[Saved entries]
- Opening Delimiter -
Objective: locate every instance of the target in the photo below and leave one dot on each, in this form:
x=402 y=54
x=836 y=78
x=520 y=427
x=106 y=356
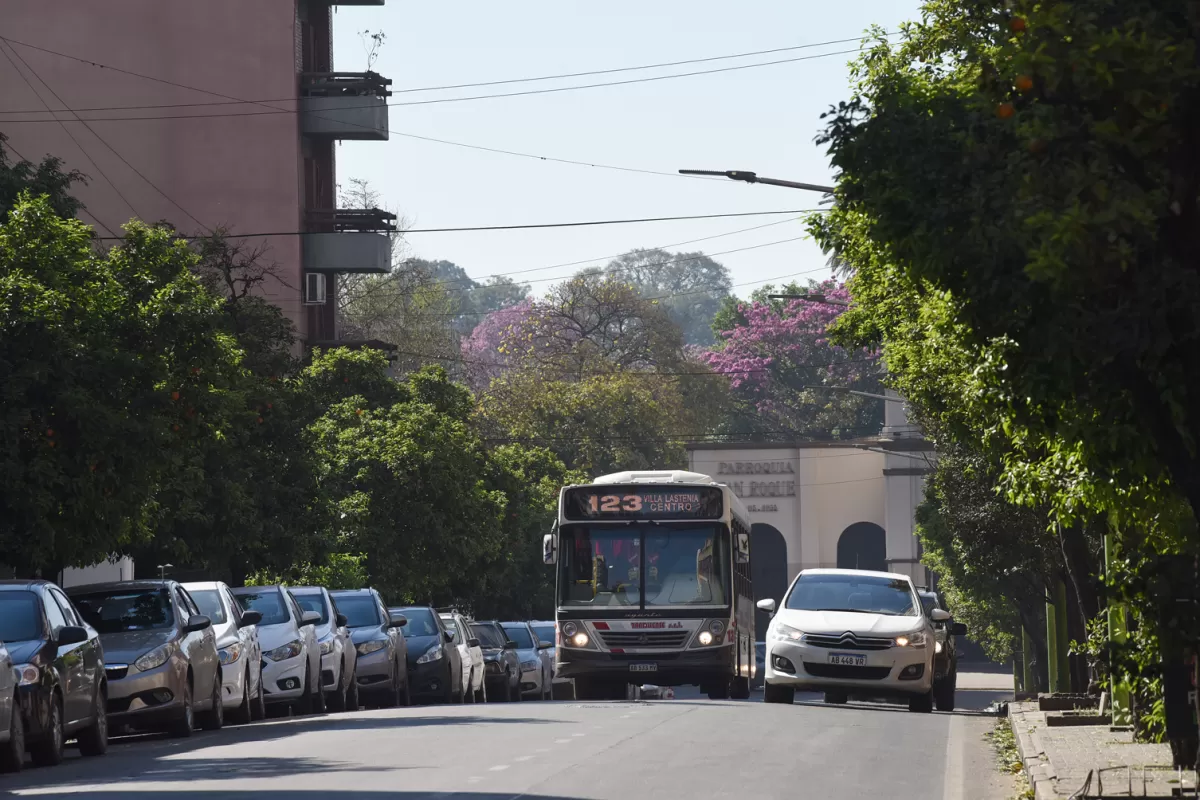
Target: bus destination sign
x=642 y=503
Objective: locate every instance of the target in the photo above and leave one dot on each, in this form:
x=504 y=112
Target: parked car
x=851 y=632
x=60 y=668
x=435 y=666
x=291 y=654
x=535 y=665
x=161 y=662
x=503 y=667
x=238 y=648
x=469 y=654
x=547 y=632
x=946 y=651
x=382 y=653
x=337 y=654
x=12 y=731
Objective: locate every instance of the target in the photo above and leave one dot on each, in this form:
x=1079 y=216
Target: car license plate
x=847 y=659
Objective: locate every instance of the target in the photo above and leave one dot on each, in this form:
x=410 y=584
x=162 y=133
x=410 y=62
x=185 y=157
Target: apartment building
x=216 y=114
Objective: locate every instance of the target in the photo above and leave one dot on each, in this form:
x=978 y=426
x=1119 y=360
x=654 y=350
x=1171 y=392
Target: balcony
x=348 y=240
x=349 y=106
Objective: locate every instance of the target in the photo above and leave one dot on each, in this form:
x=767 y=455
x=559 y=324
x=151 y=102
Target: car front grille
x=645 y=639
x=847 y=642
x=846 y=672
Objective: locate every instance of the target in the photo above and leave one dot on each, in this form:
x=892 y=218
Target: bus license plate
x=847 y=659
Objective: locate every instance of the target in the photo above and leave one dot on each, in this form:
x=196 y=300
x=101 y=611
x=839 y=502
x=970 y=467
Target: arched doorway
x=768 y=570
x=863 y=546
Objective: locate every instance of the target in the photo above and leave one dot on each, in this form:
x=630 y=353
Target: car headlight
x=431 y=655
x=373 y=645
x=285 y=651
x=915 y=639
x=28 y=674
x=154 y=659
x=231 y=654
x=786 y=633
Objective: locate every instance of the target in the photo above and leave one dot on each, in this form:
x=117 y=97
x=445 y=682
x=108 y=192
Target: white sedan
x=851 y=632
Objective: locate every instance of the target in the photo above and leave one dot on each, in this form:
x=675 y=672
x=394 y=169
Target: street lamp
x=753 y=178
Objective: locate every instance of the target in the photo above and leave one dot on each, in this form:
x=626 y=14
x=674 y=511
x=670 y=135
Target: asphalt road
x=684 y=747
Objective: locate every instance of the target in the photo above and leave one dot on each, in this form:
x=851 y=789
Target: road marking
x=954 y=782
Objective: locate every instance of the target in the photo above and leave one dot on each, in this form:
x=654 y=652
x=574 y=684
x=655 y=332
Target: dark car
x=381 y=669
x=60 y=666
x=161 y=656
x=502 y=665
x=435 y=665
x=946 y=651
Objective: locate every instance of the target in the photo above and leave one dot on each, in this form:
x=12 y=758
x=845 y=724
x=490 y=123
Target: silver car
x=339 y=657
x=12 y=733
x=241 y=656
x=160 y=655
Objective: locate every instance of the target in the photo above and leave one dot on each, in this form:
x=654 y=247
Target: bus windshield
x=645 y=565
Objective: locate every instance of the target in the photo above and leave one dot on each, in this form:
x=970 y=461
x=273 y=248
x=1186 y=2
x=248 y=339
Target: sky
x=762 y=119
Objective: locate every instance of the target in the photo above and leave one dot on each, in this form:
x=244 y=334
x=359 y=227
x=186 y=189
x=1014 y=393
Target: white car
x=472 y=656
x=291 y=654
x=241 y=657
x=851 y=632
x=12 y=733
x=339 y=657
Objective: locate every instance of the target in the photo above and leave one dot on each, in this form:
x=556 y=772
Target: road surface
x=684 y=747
- Closing Delimiter -
- Opening Delimiter -
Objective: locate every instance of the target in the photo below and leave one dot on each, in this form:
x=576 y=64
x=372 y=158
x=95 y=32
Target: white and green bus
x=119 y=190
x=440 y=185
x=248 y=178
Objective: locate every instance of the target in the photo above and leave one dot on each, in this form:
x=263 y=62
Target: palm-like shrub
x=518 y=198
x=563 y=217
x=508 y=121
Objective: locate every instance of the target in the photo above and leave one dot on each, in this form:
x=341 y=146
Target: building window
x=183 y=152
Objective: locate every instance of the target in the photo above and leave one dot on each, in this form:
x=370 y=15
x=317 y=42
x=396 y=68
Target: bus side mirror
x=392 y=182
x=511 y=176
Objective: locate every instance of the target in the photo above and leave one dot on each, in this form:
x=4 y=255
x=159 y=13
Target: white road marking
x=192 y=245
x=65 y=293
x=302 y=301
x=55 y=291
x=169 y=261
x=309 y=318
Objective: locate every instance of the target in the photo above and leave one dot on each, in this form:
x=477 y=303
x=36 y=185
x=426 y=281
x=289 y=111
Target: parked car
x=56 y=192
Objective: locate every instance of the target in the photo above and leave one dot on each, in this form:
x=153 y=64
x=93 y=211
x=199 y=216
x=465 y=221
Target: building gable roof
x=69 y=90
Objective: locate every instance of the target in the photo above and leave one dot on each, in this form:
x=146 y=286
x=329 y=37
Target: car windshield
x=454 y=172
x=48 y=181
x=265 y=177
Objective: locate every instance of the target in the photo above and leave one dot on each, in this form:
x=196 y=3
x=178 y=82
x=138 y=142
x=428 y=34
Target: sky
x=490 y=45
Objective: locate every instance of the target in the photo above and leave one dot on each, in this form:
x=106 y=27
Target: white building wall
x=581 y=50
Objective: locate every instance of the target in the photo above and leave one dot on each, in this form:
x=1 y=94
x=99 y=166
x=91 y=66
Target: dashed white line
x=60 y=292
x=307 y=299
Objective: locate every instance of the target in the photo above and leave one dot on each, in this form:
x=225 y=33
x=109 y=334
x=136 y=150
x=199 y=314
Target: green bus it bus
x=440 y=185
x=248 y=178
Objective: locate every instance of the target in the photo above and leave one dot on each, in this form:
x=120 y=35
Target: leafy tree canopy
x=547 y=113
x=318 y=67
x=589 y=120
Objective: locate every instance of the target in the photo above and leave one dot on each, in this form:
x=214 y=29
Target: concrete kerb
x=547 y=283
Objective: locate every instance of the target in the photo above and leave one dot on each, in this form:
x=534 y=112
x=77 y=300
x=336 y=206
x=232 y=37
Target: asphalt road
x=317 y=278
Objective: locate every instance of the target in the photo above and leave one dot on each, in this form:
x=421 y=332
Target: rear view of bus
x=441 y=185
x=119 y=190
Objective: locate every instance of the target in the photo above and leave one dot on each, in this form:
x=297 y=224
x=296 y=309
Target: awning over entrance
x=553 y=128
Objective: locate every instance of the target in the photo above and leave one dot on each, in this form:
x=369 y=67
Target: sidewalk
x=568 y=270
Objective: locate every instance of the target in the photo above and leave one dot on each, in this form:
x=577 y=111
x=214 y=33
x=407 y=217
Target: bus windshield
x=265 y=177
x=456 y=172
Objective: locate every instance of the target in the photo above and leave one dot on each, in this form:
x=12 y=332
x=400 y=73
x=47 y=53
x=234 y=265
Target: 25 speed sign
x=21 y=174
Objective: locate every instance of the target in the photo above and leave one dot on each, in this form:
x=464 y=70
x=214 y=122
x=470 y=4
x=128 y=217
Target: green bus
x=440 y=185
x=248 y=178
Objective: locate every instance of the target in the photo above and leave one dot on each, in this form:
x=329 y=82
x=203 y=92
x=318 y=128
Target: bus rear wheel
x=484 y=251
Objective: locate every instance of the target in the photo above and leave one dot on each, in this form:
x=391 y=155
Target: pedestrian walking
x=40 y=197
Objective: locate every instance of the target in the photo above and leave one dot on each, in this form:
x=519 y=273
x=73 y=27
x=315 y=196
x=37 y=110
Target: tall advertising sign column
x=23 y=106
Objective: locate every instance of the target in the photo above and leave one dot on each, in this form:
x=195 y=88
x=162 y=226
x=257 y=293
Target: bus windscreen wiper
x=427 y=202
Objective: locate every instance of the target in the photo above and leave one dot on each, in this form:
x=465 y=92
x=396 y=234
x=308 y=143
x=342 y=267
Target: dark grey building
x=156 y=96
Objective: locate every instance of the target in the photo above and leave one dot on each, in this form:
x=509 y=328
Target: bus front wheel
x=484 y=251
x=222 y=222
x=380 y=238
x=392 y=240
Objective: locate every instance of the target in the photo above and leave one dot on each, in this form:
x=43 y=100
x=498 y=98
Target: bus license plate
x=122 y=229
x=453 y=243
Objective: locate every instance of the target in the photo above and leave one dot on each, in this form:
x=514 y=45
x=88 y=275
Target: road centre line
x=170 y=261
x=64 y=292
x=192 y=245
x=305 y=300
- Closing Delimiter -
- Opening Delimiter -
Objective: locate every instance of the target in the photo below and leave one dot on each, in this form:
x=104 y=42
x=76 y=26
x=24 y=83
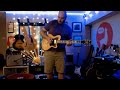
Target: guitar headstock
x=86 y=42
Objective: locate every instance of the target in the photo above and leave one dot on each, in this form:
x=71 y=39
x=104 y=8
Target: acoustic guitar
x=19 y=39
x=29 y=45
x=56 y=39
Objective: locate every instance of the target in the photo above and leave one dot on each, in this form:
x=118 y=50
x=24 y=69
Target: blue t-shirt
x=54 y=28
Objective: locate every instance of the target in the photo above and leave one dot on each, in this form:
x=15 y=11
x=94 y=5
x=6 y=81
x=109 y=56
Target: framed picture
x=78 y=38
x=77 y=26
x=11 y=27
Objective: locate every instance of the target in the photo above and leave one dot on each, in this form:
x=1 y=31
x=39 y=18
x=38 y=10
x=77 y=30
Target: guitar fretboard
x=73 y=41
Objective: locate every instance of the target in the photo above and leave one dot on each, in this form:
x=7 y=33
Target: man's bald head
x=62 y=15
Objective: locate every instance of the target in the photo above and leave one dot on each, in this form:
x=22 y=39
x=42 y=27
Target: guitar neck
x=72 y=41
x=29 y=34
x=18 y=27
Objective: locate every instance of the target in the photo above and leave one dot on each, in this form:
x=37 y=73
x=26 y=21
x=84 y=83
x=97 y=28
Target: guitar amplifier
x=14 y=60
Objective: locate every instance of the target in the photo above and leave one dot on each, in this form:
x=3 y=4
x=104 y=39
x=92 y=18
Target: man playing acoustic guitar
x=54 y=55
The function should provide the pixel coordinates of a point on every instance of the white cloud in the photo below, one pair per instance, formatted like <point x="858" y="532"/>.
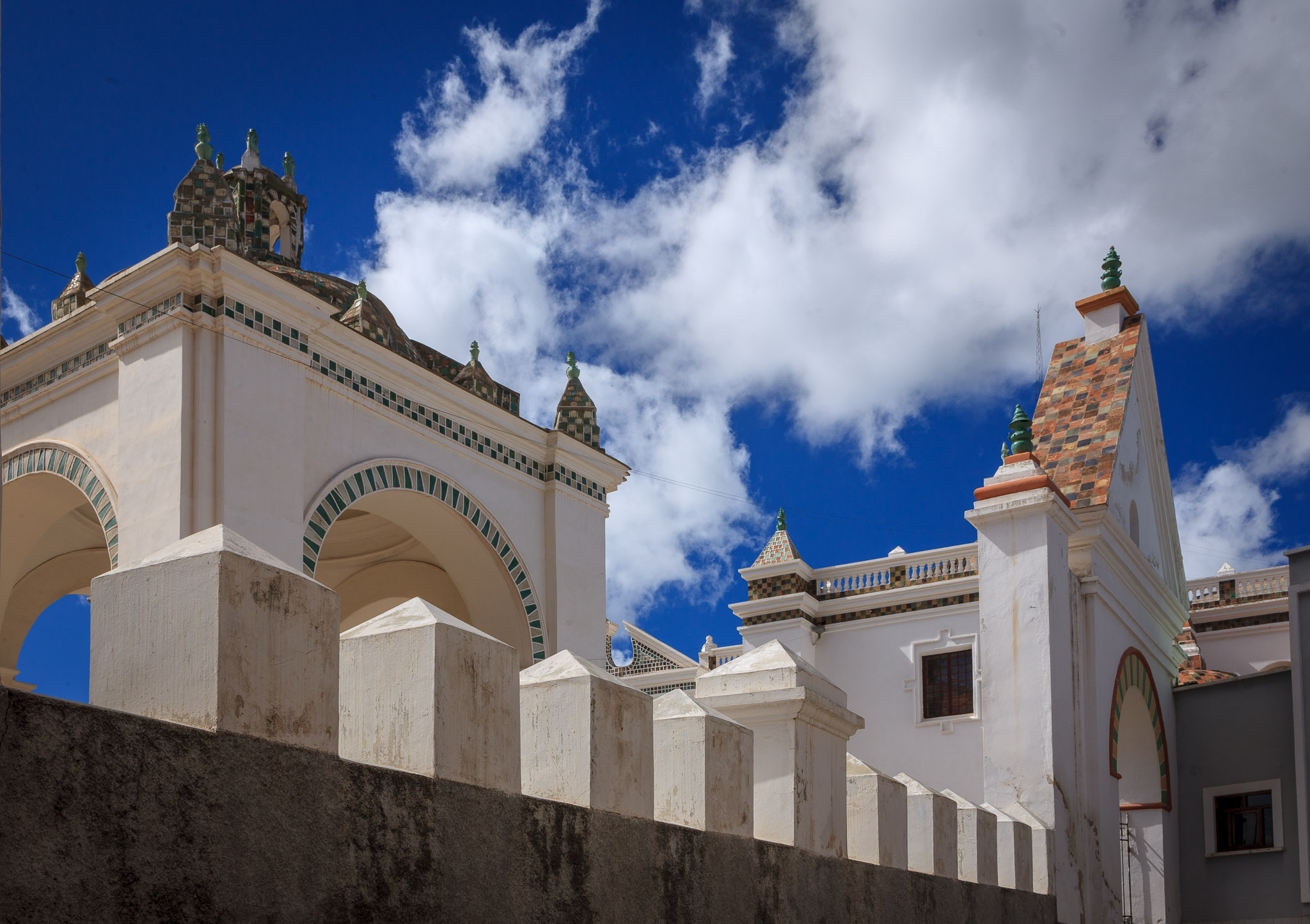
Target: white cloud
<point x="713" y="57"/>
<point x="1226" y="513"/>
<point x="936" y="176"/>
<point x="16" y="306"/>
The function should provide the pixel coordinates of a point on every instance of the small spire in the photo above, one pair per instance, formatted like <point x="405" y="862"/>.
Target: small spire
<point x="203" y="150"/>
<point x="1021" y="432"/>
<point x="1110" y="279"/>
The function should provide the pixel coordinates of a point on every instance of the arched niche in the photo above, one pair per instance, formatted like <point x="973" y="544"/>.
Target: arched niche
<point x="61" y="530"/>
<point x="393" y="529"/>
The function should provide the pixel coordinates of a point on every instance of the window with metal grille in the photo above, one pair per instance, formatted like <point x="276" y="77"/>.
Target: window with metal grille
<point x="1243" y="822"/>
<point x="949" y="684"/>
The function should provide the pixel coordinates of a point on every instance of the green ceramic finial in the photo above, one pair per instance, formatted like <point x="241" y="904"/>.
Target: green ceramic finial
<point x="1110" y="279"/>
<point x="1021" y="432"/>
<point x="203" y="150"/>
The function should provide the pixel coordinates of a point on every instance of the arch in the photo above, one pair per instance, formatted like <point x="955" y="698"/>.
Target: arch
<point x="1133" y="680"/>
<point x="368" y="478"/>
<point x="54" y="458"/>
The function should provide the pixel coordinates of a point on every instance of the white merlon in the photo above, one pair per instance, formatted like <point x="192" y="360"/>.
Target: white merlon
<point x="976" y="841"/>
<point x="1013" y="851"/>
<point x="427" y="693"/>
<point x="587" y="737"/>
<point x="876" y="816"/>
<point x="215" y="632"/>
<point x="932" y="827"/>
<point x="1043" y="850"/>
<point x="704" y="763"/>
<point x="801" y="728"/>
- Closing Delimiter -
Aim of the task: Copy each line in the entries above where the word "provide" shows up.

Answer to this task:
The function should provide the pixel coordinates of a point on every instance of the white cloud in the photo below, one pair per instance, formatted like <point x="858" y="532"/>.
The function should provide the pixel coordinates of a point on every instance of the small spire in the photo above, one pair per instance, formatted like <point x="405" y="862"/>.
The function should provide the pixel coordinates of a point on every instance of the arched niche in the photo above, one pair per instance, formatted like <point x="973" y="544"/>.
The function should provide the pixel coordinates of a point on every instance of the window with metal grille in the photo above, one pair per instance, formatted like <point x="276" y="77"/>.
The function should provide the pixel coordinates of a point on every instance of the green ceramic finial in the photo above, one pair per instance, formatted like <point x="241" y="904"/>.
The function should provide the pixel coordinates of a point on every instance of the arch in the photo above, one pair per instance, formatted like <point x="955" y="698"/>.
The function should provide the pixel coordinates of a point on every instance of the white merlon in the photo above, one pair per instance, formatted like <point x="192" y="360"/>.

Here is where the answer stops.